#### WHAT TO WORK ON:
How many lines in the entries below contain the string "mouth"? Case counts. Reply with the number alone.

#### ENTRIES:
• • • • • • •
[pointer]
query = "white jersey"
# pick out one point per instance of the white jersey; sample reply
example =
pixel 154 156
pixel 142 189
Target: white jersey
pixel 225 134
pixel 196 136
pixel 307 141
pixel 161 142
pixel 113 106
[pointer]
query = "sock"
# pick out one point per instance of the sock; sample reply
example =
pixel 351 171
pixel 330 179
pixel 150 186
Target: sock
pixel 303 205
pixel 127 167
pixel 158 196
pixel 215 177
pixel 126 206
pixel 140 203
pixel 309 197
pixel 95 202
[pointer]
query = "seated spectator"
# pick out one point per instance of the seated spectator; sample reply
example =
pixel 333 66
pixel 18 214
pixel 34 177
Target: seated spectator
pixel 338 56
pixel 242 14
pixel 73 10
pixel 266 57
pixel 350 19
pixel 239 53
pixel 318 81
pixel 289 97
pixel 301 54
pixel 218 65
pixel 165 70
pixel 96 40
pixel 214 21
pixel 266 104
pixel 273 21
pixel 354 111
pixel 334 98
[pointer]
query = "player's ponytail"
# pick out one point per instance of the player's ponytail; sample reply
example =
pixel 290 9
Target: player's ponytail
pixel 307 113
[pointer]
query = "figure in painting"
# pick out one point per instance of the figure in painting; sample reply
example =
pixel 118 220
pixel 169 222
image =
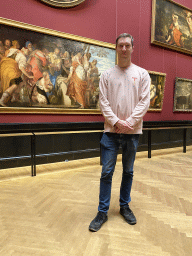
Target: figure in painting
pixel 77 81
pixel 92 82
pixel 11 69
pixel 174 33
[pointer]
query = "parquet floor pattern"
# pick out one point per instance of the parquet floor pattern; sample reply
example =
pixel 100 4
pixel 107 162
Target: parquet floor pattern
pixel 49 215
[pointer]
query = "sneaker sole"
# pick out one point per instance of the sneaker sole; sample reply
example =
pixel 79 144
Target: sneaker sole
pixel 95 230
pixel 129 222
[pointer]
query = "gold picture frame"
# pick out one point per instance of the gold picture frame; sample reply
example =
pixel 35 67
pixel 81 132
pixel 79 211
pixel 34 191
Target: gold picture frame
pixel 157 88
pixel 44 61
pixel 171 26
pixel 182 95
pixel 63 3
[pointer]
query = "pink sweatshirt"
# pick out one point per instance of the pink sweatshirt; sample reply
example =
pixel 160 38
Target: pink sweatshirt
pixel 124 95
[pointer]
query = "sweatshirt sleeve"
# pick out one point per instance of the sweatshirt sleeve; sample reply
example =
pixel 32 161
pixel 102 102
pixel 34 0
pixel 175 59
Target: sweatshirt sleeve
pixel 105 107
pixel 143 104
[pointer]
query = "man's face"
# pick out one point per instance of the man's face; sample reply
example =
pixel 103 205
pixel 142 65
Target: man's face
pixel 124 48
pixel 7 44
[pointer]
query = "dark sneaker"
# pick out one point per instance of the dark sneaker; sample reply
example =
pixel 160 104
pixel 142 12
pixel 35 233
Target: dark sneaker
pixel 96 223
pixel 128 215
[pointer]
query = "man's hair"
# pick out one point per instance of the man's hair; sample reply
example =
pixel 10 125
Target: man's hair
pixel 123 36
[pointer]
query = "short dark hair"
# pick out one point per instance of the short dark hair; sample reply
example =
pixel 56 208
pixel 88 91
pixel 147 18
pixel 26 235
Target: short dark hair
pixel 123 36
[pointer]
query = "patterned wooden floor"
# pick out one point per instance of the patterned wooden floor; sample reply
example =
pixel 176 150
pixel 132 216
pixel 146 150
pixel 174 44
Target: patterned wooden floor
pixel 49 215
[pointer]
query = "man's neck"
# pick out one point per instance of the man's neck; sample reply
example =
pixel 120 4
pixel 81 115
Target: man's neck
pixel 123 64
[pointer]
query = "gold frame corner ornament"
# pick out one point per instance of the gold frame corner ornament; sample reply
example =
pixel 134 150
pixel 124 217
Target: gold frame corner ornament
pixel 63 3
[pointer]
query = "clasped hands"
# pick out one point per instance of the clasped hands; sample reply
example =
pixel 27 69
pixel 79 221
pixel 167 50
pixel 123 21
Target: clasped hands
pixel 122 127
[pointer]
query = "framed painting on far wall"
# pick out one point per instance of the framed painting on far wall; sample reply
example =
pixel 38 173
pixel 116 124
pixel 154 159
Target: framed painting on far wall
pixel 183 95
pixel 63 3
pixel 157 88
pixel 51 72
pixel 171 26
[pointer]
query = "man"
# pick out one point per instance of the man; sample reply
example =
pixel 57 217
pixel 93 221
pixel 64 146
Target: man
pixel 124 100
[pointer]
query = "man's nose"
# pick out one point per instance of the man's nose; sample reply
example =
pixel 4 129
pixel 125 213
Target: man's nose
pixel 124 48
• • • • • • •
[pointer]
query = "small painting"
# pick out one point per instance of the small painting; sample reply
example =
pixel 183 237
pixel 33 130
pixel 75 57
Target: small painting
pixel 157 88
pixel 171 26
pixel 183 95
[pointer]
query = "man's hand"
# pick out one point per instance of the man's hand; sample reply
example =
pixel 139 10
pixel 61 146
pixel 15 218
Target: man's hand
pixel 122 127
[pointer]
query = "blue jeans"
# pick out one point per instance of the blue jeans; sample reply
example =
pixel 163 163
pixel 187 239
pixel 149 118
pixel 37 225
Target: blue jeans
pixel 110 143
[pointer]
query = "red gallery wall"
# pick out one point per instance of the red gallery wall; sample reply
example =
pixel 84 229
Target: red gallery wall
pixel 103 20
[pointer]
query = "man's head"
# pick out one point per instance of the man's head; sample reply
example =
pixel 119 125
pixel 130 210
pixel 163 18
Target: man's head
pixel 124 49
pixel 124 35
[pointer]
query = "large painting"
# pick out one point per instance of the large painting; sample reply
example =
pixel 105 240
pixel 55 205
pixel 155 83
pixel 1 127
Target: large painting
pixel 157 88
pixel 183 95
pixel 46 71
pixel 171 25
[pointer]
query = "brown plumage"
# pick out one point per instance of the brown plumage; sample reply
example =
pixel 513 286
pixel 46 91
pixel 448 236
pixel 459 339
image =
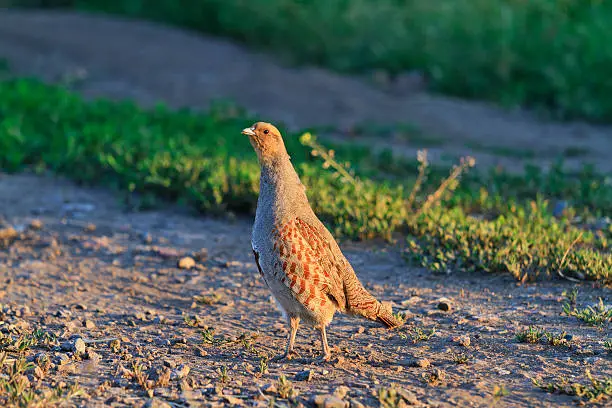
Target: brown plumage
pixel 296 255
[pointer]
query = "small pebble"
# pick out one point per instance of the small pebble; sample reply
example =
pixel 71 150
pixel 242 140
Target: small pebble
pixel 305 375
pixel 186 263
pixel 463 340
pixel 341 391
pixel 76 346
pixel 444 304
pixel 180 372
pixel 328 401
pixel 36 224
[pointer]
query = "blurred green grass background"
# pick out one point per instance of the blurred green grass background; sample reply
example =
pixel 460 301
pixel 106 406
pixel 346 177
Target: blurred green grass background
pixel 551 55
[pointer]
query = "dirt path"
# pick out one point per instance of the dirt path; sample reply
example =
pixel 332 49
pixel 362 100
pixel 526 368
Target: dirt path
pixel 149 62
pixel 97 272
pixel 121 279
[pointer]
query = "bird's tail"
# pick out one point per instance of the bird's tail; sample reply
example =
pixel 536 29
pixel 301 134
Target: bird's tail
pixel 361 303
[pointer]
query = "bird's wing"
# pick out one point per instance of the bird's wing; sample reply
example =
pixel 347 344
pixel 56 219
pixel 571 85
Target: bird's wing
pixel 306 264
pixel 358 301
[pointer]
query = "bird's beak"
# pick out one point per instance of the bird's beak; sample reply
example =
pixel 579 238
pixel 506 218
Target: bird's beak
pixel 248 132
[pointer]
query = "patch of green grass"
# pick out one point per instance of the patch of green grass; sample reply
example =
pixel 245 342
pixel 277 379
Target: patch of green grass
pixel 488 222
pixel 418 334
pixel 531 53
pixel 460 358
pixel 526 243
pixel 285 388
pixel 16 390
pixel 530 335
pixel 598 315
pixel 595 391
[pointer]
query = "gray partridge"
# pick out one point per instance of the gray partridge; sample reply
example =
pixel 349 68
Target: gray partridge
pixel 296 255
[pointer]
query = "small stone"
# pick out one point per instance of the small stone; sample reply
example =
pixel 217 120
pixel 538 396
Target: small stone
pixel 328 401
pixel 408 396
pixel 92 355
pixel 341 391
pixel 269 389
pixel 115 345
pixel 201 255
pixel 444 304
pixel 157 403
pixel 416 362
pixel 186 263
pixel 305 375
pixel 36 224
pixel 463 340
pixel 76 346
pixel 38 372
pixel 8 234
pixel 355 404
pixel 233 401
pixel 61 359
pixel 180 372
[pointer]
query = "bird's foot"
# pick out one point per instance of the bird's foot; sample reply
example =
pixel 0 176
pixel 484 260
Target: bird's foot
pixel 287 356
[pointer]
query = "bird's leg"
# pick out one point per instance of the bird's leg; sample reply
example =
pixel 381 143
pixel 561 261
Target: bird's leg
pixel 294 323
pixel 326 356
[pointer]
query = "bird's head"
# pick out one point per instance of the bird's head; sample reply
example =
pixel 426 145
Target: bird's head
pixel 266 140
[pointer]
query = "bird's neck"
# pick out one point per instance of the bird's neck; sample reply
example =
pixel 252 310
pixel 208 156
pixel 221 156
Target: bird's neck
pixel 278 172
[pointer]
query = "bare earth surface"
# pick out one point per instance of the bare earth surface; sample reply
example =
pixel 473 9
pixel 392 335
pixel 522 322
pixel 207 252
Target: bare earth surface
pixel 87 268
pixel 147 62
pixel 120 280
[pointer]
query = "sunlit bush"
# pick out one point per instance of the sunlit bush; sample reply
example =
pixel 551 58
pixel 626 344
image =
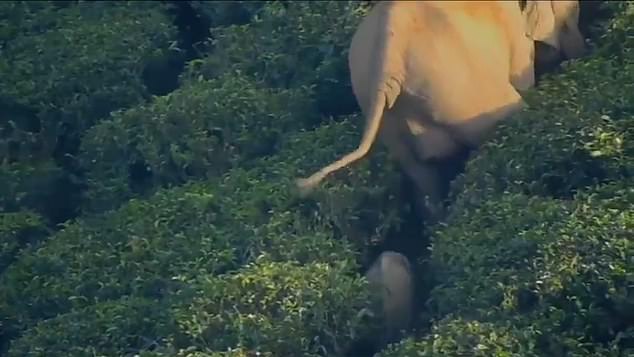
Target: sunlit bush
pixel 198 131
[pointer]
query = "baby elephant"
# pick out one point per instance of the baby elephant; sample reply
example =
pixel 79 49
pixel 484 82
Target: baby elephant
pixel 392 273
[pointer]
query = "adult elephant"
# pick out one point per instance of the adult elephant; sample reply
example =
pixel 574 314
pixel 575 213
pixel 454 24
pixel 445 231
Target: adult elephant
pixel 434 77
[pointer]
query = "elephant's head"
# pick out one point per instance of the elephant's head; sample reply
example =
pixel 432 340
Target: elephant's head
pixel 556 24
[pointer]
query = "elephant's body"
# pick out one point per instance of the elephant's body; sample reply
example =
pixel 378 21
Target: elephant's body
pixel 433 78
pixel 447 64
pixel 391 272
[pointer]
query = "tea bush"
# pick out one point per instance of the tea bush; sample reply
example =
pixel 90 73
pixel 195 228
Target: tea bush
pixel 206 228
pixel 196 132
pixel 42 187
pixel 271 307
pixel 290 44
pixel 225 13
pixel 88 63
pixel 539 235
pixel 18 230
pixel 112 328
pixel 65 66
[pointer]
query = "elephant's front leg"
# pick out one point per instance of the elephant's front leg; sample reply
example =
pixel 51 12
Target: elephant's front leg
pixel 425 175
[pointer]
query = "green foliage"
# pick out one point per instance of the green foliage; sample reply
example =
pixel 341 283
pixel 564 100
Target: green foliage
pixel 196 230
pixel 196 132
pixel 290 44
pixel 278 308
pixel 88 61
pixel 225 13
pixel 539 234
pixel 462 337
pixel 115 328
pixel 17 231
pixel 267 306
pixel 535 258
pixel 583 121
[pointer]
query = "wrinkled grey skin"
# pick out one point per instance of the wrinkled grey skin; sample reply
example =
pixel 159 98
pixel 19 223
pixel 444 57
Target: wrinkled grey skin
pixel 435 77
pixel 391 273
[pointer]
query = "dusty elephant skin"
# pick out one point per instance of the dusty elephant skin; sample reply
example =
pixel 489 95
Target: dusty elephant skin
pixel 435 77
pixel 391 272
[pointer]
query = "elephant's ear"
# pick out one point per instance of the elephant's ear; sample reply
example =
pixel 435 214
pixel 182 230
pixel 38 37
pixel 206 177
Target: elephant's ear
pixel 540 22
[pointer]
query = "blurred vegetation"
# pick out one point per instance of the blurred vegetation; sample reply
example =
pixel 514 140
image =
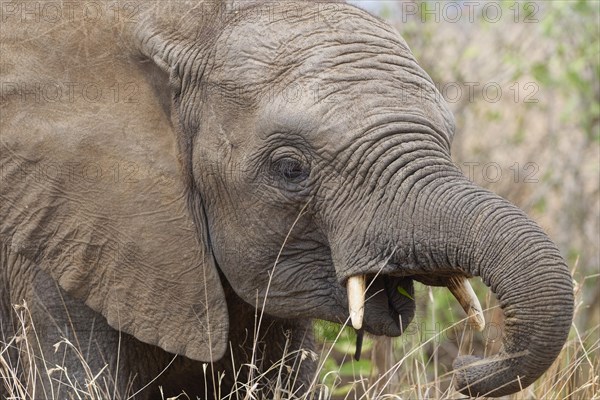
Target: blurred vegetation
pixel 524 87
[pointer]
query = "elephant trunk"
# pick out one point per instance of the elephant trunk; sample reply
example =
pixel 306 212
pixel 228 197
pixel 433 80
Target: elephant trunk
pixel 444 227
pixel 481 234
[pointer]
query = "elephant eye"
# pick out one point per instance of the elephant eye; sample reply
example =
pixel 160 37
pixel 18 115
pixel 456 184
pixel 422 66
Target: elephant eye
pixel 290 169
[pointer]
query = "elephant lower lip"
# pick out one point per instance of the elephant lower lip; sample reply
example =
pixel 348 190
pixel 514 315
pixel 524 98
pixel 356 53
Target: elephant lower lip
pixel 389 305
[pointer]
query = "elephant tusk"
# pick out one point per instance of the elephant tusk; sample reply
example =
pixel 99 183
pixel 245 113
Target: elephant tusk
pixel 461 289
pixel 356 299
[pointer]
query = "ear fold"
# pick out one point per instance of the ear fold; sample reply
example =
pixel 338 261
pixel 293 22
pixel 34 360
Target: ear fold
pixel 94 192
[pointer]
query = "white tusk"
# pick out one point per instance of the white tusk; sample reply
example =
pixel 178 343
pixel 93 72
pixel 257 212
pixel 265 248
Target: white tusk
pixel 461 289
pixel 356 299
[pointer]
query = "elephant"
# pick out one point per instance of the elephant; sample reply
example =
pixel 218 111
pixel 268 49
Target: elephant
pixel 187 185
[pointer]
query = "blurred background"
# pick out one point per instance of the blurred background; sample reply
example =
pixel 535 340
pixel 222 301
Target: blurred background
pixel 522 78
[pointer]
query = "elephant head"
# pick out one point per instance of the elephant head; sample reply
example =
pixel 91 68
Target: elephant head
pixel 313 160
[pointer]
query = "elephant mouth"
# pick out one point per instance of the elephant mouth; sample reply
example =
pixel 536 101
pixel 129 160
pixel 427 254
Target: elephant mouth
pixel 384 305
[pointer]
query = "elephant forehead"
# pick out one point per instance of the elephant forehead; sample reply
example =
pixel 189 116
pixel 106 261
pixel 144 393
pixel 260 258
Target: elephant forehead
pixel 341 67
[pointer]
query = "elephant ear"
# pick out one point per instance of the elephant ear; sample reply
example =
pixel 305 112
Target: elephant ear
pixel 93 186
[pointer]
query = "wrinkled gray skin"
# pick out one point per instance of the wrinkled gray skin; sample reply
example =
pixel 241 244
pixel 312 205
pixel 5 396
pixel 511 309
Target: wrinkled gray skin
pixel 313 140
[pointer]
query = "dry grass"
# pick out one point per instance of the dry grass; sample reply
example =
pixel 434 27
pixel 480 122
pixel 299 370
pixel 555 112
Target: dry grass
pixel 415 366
• • • • • • •
#### OUTPUT OF THE TASK:
3